Stored records:
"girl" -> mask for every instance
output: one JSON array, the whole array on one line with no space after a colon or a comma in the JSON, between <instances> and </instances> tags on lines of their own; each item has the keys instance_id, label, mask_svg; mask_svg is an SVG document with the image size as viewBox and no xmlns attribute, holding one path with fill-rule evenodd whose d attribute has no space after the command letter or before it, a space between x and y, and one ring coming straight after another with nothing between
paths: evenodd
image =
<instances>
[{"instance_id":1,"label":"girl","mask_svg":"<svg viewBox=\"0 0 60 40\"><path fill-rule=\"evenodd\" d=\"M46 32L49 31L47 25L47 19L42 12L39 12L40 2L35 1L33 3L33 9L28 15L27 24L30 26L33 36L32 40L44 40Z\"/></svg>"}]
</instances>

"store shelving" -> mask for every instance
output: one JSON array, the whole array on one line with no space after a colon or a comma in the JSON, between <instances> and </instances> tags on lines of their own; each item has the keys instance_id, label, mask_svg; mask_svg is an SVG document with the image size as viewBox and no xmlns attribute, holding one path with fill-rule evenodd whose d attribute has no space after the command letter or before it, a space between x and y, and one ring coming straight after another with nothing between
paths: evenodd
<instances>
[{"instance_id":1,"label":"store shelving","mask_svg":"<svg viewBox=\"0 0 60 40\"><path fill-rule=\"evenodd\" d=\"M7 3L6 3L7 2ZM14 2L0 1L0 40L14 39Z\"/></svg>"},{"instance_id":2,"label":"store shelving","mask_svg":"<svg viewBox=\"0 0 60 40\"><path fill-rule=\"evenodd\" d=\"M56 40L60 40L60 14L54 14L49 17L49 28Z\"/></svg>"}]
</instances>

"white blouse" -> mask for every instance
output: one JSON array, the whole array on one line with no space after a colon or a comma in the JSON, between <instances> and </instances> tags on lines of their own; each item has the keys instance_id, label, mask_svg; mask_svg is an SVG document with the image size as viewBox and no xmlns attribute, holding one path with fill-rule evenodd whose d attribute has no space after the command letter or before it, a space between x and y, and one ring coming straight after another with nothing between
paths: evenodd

Work to do: Copy every row above word for word, without changing a single character.

Response below:
"girl" -> mask for every instance
output: one JSON array, the whole array on one line with no space after a colon or a comma in the JSON, between <instances> and </instances> tags on lines of their own; each item has the keys instance_id, label, mask_svg; mask_svg is an SVG document with the image size as viewBox and no xmlns attribute, holding one path with fill-rule evenodd whose d attribute has no space after the command letter or before it, a space between x and y, and one ring coming straight after another with nothing between
paths: evenodd
image =
<instances>
[{"instance_id":1,"label":"girl","mask_svg":"<svg viewBox=\"0 0 60 40\"><path fill-rule=\"evenodd\" d=\"M46 32L49 31L47 25L47 19L42 12L39 12L40 2L35 1L33 3L33 9L28 15L27 24L30 26L33 36L32 40L44 40Z\"/></svg>"}]
</instances>

"store shelving" -> mask for every instance
output: one JSON array, the whole array on one line with no space after a colon or a comma in the JSON, between <instances> and </instances> tags on lines of their own; each item has the keys instance_id, label, mask_svg; mask_svg is an SVG document with the image size as viewBox and no xmlns attribute, holding one path with fill-rule evenodd whose d attribute has no space after the command letter or before it, a space between x and y, and one ring coming straight after another with nothing between
paths: evenodd
<instances>
[{"instance_id":1,"label":"store shelving","mask_svg":"<svg viewBox=\"0 0 60 40\"><path fill-rule=\"evenodd\" d=\"M7 3L6 3L7 2ZM14 2L0 1L0 40L14 39Z\"/></svg>"},{"instance_id":2,"label":"store shelving","mask_svg":"<svg viewBox=\"0 0 60 40\"><path fill-rule=\"evenodd\" d=\"M56 40L60 40L60 14L54 14L49 17L49 28Z\"/></svg>"}]
</instances>

"white blouse" -> mask for every instance
output: one JSON array, the whole array on one line with no space after a colon or a comma in the JSON, between <instances> and </instances> tags on lines of their own; each item has the keys instance_id, label, mask_svg; mask_svg is an SVG document with the image size as viewBox and no xmlns attribute, holding one path with fill-rule evenodd whose d attribute has no space after the command letter or before it, a space between x and y, and one ring coming straight after another with nothing between
paths: evenodd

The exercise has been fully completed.